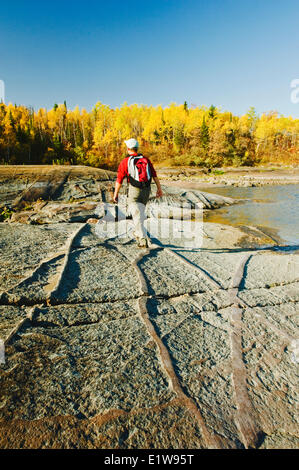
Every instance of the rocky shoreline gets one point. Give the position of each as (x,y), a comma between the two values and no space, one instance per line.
(241,177)
(178,346)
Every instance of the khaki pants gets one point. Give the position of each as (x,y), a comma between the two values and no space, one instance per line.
(137,200)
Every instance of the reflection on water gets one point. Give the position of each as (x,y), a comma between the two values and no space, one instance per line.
(274,207)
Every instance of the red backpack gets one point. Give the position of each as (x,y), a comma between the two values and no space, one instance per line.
(139,171)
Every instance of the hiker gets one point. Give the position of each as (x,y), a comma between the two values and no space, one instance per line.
(139,172)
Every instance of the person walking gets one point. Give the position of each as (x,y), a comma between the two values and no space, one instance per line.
(139,172)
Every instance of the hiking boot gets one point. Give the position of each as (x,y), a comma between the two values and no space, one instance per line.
(142,243)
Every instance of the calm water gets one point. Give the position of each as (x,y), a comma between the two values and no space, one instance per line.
(274,207)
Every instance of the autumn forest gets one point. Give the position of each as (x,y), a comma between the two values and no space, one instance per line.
(177,135)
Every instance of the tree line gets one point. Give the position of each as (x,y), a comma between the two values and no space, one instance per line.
(176,135)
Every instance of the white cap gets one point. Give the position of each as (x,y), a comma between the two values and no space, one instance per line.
(131,143)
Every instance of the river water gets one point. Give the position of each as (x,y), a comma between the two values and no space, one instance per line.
(272,207)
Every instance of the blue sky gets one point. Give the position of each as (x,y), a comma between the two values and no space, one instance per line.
(230,53)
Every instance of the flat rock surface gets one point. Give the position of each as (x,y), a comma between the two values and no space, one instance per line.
(191,343)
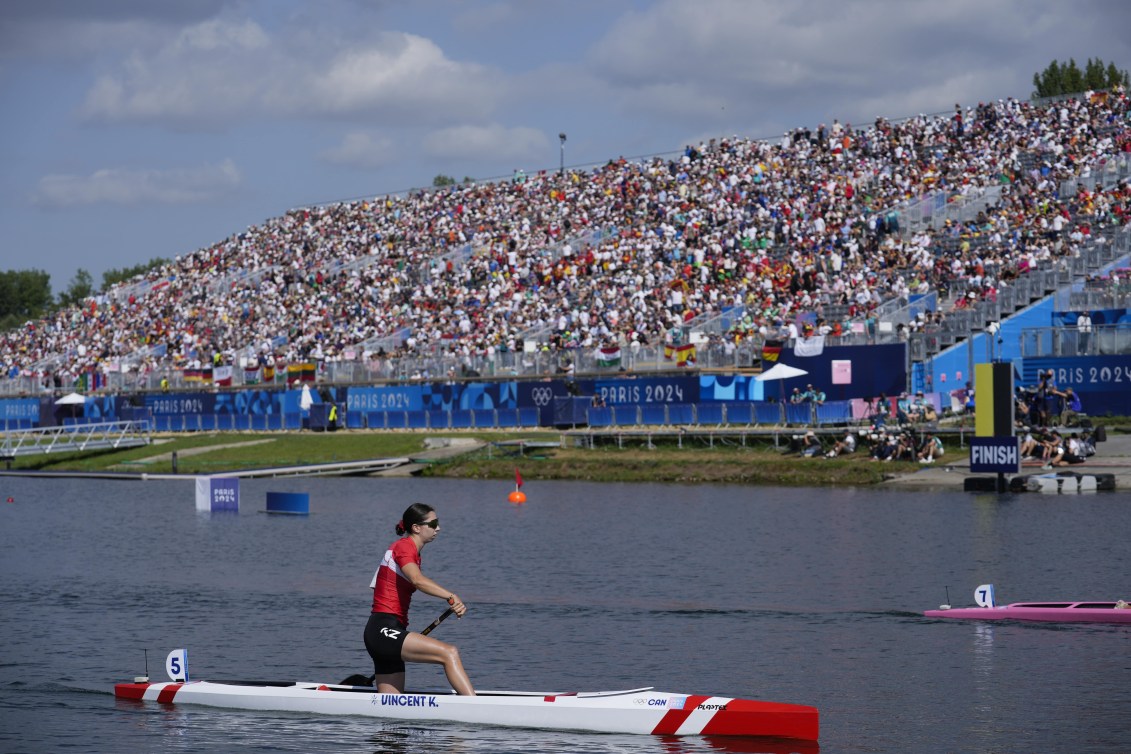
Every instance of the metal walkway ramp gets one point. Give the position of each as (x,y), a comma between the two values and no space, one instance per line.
(79,438)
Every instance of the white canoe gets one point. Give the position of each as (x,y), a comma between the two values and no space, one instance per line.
(633,711)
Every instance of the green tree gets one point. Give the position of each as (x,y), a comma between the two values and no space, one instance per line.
(1067,78)
(114,276)
(81,287)
(24,295)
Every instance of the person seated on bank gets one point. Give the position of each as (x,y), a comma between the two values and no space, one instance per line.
(931,450)
(388,640)
(904,409)
(1073,452)
(843,447)
(810,444)
(1053,450)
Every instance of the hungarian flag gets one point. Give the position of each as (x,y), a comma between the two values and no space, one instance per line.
(770,351)
(609,356)
(683,355)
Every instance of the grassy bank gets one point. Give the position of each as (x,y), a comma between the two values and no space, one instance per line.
(638,460)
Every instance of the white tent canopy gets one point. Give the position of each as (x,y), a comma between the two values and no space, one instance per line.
(780,372)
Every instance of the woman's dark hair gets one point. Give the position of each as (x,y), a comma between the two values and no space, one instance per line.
(413,514)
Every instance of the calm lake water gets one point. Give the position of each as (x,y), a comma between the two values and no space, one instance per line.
(805,596)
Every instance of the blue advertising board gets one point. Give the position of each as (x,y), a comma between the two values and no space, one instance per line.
(1103,382)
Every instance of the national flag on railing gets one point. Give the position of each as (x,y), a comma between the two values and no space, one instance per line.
(300,372)
(609,356)
(811,346)
(683,355)
(222,375)
(770,351)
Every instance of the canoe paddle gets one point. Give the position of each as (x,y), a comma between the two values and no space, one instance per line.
(359,679)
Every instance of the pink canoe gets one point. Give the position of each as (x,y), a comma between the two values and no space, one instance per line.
(1047,612)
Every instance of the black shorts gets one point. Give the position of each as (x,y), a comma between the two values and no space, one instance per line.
(385,635)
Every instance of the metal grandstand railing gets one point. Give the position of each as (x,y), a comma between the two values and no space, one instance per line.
(72,438)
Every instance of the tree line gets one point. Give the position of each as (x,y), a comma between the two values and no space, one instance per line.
(26,294)
(1068,78)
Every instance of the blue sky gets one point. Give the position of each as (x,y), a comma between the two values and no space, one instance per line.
(135,129)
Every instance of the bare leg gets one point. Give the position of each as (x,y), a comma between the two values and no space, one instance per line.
(419,648)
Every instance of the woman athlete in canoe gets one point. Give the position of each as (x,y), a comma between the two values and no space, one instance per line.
(387,638)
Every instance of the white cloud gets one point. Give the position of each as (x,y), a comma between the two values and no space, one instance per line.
(222,70)
(488,143)
(131,187)
(361,149)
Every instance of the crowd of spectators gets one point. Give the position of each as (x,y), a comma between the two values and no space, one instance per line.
(801,225)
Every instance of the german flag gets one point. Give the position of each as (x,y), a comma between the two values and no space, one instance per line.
(300,372)
(770,351)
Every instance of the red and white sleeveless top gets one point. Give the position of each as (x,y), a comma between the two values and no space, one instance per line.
(391,590)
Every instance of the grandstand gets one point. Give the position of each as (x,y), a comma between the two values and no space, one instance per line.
(912,231)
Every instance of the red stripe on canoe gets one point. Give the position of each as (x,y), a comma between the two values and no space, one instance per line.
(743,717)
(169,692)
(673,719)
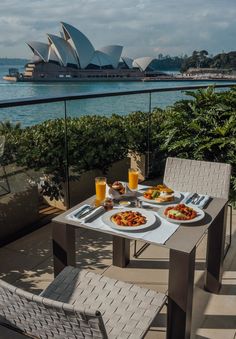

TASK INSTRUCTIONS:
Repeat the material above in full and unchanged, minus its images.

ANSWER SPACE:
Every instance of the rocky shoreline gets one point. Give the position of each as (x,y), a comma between the two values and no space, one instance per line.
(241,177)
(178,346)
Every instance of the khaki pants gets one point. Give the position of each as (x,y), a comma between the two values and no space, one instance per line.
(137,200)
Every instance of the reflection on water gets one point. Give the position of each as (x,y), a comma between the two values and no space, one instance per line.
(274,207)
Every instance of the red backpack gets one point. Give the position of each as (x,y), a comma between the two values and no space, one instance per line.
(139,171)
Every instance of the hiker gets one point. Give the position of each as (x,y), a comma between the two values and no space, one instance per line.
(139,172)
Every instance of the person walking gets one point. Give the position of each as (x,y), a comma between the two values and no space, one instance per line.
(139,172)
Every instance of the hiking boot gets one point. Give the position of each as (x,y), a comma between the two values and no space, one instance per line.
(142,243)
Every instance of the calm water gets one point. Give the position of each as (x,y), a comma between the two values and no space, one instance per line.
(274,207)
Every instance of the autumn forest gets one point. Give the position of each as (x,y), a comma between the two values and no space, one instance per line.
(177,135)
Every instance of the tree line gets one point. Give the position of each as (x,y), a comma between the two values and no space, one instance per line.
(176,135)
Every instance of the white cap gets one point. Give the position of each as (x,y), a comma between the two values and no space, one instance per line.
(131,143)
Every instance of the river water gets one point. Give the position of each as (x,y), a comma between the two values and no space, one instance per line.
(272,207)
Every instance of the blue sky gets one point. Give the position of each as (x,y), a comma between the two values and no space, one instance per line.
(230,53)
Every instance of the flat rock surface gets one point. Give the position of each as (x,y), a comma between the two values and no space, one instance per line.
(191,343)
Every instance of the metal walkway ramp gets one point. Give the position of each as (x,y), a comma between the two values and no space, one instance per line.
(79,438)
Every instance of the white canoe gets one point. Give the position of each as (x,y), a comma between the two values and no space, one instance per line.
(633,711)
Every instance of the green tree gets one point. Give the position of each as (x,y), a comma between the two values and no space, one instance per line.
(1067,78)
(114,276)
(81,287)
(24,295)
Every instance of the person seated on bank gets one point. Give the position of each as (x,y), a comma between the two values and no space, one instance per line.
(931,450)
(388,640)
(904,409)
(1073,452)
(843,447)
(810,444)
(1053,450)
Every instance of the hungarian flag gets one point. Give the position of each as (x,y), a comma between the two values and no space, one instance per line.
(770,351)
(609,356)
(683,355)
Every instance of the grassy bank gets one point. Give the position of each as (x,y), a comma between the two values and no space, one instance per line.
(638,460)
Every instance of the white tent canopy gets one point. Give the position of each as (x,y), a comma between the two values and no space, one instance per line.
(780,372)
Every instance of the woman's dark hair gets one point. Give the position of each as (x,y), a comma between the two values and no space, one instance per line.
(413,514)
Every instance of the calm lake water gets one point. Give the position of each as (x,y), a comma between the two values and no space, one instance per line.
(805,596)
Every instance of the blue advertising board gets one point. Give the position of each as (x,y), a comma between the two values and no space, one instance per line.
(1103,382)
Every instance of the national flag on railing gets one point. Give the position of each as (x,y), a comma between the two values and no space, one instance per line.
(300,372)
(609,356)
(811,346)
(683,355)
(222,375)
(770,351)
Every instance of the canoe paddle gets one point. Give the position of each as (x,y), a comma between the two values and no space, one instance per line.
(359,679)
Every instance of the pink canoe gets one point. Give the position of each as (x,y), a comma between the two values and no space, one instance per line.
(1047,612)
Every instance of the black shorts gets one point. Give the position of each as (x,y), a comma between the two values and no space, one instance per line.
(385,635)
Every instance of the metal grandstand railing gets one point. Give the position of each as (x,y), a comma between the two values and no space, one instance per line.
(72,438)
Every instance of the tree line gets one point. Give the position of each as (x,y), a comma between the two values and no space, one instance per line.
(26,294)
(1068,78)
Every instance of the blue sky gets one point. Give the position of each as (x,y), a comma between the two values and no space, one instance per line.
(135,129)
Every instance of the bare leg gets one point. Give the position of each as (x,y), a comma between the two values and no space, one instance per line.
(419,648)
Every instance of the woman athlete in canoe gets one point. Give the position of each as (x,y), a comma between the two values and no space, one instance per line.
(387,638)
Every instance of the white cloud gets one point. Give the position of each as (x,y), a comma between the two values and no space, one instance per line.
(222,70)
(488,143)
(131,187)
(361,149)
Every instance of the crowd of spectators gets one point. Give the position of each as (x,y), a comma between the two values and no space, one instance per line.
(801,225)
Every instance of the german flag gets one point. Give the position of each as (x,y), a comma between the two values and no space, one instance per line.
(300,372)
(770,351)
Every instance of the red and white sleeveless top gets one point. Give the position of each as (x,y), a comma between the two values and no space, one instance per line.
(391,590)
Every instance of the grandstand gets one point. Give the position of each as (x,y), a comma between the two values and no space, one instance per line.
(912,231)
Every instance of the red stripe on canoe gets one point. Give the position of each as (x,y), a comma between the two values and no space, one instance per line.
(743,717)
(169,692)
(673,719)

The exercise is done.